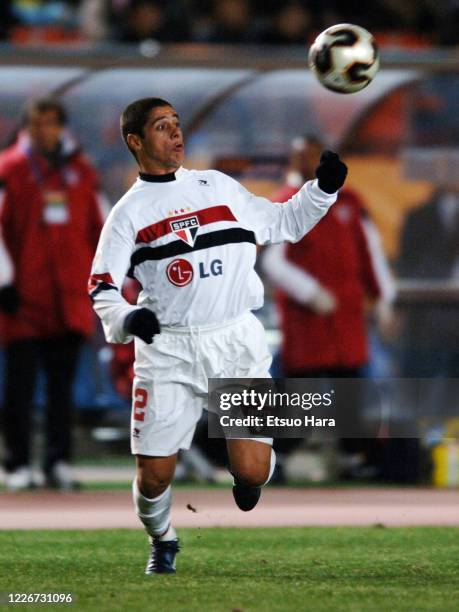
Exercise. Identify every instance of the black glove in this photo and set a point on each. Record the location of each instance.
(9, 299)
(143, 324)
(331, 172)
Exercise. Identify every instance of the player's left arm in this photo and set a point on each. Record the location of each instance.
(289, 222)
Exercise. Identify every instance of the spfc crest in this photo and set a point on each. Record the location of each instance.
(186, 229)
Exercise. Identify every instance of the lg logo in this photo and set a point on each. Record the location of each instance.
(215, 269)
(180, 272)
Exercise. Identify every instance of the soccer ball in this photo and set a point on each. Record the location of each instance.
(344, 58)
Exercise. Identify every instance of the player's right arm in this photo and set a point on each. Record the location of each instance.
(109, 269)
(9, 297)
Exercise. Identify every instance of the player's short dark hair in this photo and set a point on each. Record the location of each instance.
(44, 105)
(135, 116)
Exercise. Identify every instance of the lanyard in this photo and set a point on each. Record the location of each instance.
(38, 174)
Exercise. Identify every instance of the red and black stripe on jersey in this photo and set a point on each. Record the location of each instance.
(100, 282)
(214, 214)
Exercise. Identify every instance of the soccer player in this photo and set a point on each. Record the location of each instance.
(189, 237)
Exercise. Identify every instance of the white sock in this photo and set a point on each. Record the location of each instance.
(271, 466)
(154, 513)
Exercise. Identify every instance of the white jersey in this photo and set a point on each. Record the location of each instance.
(191, 243)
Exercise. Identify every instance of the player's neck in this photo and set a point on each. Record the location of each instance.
(154, 169)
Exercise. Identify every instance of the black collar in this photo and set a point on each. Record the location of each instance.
(157, 178)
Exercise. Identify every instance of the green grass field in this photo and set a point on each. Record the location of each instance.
(335, 569)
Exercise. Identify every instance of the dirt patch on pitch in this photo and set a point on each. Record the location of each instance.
(215, 508)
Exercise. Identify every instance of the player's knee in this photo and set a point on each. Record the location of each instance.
(152, 485)
(252, 474)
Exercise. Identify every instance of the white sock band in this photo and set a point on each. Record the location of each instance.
(271, 466)
(154, 513)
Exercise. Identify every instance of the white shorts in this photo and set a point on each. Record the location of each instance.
(171, 376)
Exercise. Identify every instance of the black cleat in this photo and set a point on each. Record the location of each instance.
(162, 558)
(246, 497)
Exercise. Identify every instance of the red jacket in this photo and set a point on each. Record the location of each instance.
(50, 221)
(336, 254)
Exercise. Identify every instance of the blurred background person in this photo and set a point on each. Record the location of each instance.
(323, 285)
(430, 250)
(7, 19)
(230, 21)
(141, 20)
(50, 219)
(292, 23)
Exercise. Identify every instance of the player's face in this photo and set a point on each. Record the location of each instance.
(161, 150)
(45, 130)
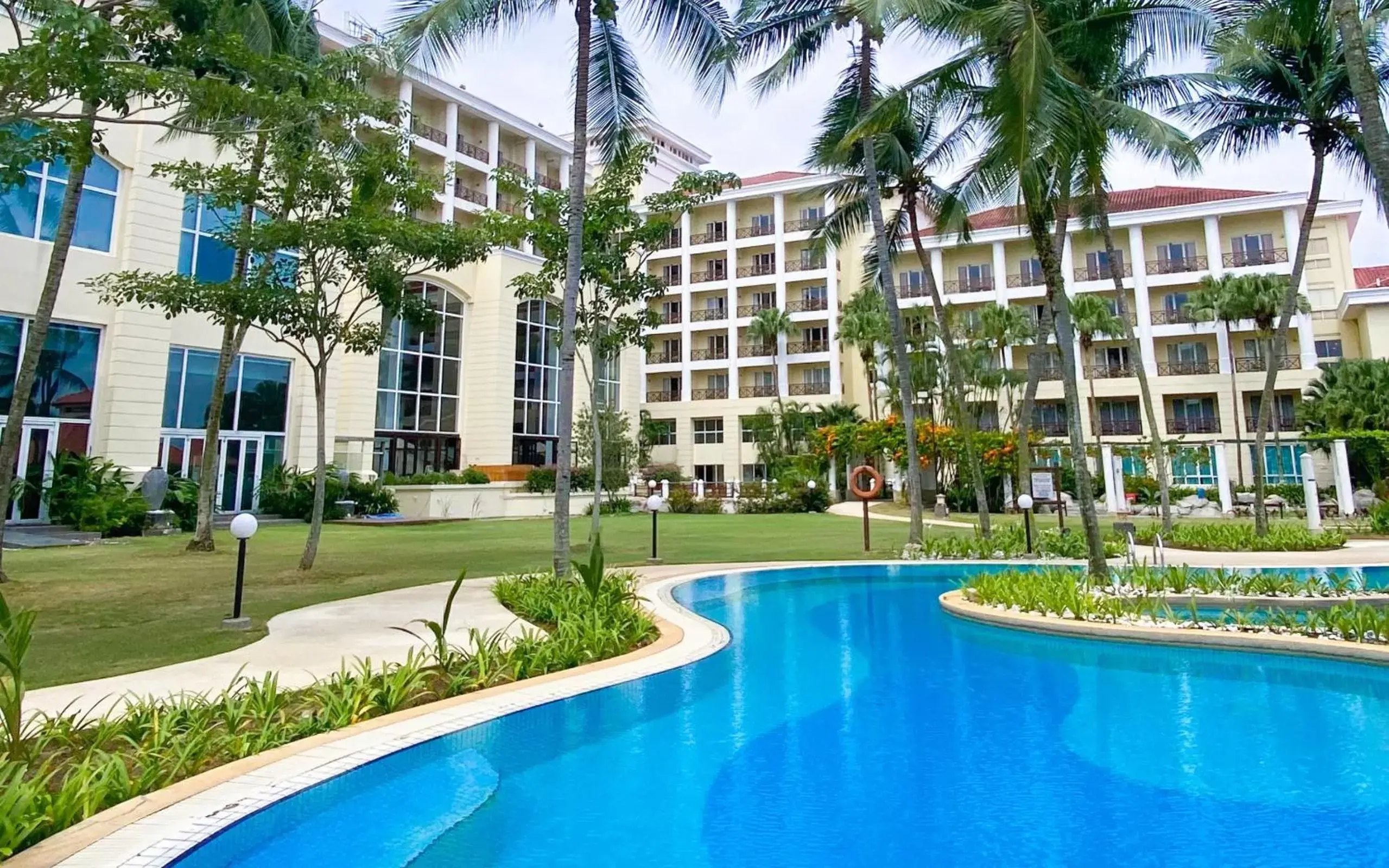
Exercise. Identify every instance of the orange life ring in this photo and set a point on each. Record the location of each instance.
(873, 489)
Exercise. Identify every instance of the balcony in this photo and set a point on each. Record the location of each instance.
(763, 391)
(1248, 365)
(757, 270)
(1117, 371)
(1103, 273)
(804, 306)
(811, 264)
(1194, 424)
(1255, 257)
(1187, 368)
(1179, 266)
(1181, 316)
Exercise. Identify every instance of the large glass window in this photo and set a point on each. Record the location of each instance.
(31, 209)
(535, 407)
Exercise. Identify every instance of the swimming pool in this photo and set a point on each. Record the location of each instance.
(852, 723)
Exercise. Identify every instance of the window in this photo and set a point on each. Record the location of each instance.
(709, 431)
(1328, 349)
(535, 406)
(31, 209)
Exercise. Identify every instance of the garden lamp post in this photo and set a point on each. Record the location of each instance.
(244, 528)
(1025, 505)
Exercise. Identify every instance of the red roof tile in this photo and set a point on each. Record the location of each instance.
(1375, 276)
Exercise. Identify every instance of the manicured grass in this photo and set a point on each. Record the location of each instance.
(137, 603)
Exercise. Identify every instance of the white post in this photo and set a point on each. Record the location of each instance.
(1310, 494)
(1341, 471)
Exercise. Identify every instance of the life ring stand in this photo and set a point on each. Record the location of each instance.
(873, 489)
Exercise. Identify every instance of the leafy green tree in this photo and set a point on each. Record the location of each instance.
(610, 106)
(1281, 70)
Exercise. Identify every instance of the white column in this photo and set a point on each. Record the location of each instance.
(493, 155)
(1227, 502)
(1142, 310)
(1310, 494)
(1341, 471)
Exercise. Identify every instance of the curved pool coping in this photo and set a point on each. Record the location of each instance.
(955, 603)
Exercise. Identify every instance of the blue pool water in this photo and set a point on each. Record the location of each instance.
(852, 723)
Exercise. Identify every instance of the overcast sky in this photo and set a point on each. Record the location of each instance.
(528, 74)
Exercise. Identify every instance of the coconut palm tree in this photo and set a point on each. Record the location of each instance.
(864, 327)
(610, 106)
(1281, 71)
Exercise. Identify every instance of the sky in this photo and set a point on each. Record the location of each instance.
(530, 73)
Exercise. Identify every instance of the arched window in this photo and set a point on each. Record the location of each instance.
(418, 382)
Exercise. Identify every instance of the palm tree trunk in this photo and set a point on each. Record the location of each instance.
(234, 334)
(43, 314)
(1137, 352)
(1365, 85)
(963, 416)
(899, 339)
(1285, 317)
(565, 424)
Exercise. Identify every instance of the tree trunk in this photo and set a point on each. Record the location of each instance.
(1064, 338)
(1285, 317)
(565, 421)
(43, 314)
(1137, 352)
(1365, 84)
(234, 334)
(955, 373)
(899, 339)
(316, 521)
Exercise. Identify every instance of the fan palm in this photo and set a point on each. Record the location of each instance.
(610, 106)
(1283, 71)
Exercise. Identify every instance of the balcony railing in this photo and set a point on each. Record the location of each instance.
(1181, 316)
(1103, 273)
(1248, 365)
(468, 149)
(808, 304)
(1194, 424)
(1178, 266)
(1255, 257)
(763, 391)
(967, 286)
(756, 270)
(756, 231)
(1117, 371)
(1187, 368)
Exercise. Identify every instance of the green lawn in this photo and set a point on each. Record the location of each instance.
(138, 603)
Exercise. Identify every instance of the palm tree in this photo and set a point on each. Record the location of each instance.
(1281, 70)
(1092, 316)
(864, 326)
(794, 34)
(691, 33)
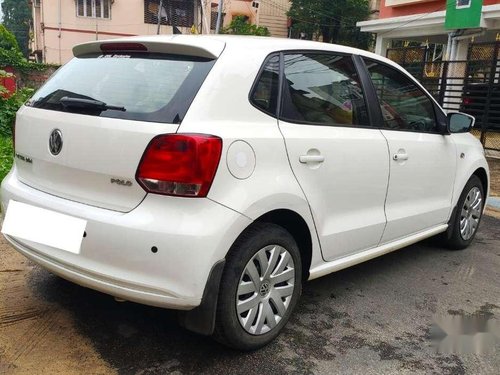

* * *

PROBLEM: Please count the lines in the records above that contain the word "life" and reply with that number alone.

FINAL RESULT: 2